*Reading text:*
— start —

LENS 07 (Market Positioning)
  Lens 07 identified Annie as targeting the empty "edge+rich" quadrant in the
  home robotics market. From Rajesh's perspective, this is a strategic position.
  From Mom's perspective, it is invisible — she does not compare Annie to
  commodity robots. Her evaluation is entirely relative to her own experience
  over time: is Annie more reliable than last week? Is Annie more useful than
  asking Rajesh directly? The "edge+rich" positioning exists in Rajesh's head.
  The actual value proposition that Annie must deliver to Mom is simpler and
  harder: be consistently useful in her usage window without requiring her to
  understand or manage the system.

LENS 08 (Neuroscience Analogies)

— end —

*Work to do:*
Summarize the market positioning passage in two sentences. The rows that follow the text were drawn from an unrelated source.

*Point-based annotation data:*

— start —

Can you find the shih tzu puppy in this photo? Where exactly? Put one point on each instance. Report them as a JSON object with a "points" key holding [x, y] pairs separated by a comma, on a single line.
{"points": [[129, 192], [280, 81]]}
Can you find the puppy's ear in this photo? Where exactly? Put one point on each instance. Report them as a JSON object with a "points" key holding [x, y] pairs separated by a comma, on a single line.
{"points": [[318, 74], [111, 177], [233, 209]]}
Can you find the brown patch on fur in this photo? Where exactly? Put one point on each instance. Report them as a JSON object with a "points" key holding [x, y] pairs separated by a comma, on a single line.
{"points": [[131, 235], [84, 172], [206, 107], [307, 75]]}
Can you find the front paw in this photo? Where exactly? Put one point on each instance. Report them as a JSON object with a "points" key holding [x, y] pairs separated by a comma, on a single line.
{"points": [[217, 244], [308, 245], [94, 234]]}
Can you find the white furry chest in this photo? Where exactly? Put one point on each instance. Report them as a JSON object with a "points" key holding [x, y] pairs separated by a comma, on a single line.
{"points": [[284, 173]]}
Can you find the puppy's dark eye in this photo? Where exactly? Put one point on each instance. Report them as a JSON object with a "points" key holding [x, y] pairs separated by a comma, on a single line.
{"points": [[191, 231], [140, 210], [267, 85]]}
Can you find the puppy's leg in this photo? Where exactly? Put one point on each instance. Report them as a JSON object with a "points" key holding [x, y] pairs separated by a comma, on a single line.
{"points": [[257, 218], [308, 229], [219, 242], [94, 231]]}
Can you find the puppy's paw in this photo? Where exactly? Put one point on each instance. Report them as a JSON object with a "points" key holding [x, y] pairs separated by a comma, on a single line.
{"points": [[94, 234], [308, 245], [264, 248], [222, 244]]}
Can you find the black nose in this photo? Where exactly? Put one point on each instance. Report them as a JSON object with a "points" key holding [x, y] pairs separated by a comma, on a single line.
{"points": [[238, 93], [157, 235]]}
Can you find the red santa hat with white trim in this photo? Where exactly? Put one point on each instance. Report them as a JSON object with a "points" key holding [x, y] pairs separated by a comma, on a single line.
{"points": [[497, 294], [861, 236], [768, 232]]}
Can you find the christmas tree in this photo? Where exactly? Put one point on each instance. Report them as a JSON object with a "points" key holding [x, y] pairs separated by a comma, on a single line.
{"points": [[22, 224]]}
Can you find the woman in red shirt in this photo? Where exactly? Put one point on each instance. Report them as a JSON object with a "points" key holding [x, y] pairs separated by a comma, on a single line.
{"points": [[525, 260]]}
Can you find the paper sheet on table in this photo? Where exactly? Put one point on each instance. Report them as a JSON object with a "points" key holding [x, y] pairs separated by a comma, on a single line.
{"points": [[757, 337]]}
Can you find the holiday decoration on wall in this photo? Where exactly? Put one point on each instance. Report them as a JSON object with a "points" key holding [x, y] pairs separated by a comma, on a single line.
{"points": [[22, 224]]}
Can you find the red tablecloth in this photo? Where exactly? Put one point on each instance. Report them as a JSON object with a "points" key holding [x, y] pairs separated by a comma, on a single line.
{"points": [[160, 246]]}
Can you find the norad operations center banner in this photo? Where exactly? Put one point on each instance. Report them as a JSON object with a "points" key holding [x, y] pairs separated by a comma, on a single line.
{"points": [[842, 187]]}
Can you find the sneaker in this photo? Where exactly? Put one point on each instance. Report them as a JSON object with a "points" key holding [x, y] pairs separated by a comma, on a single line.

— end —

*Full response:*
Lens 07 placed Annie in the empty "edge+rich" quadrant of the home robotics market, which is a strategic position from Rajesh's perspective. Mom, however, does not compare Annie to commodity robots and judges it only against her own experience over time, so what Annie must deliver to her is simpler and harder: consistent usefulness in her usage window without her having to understand or manage the system.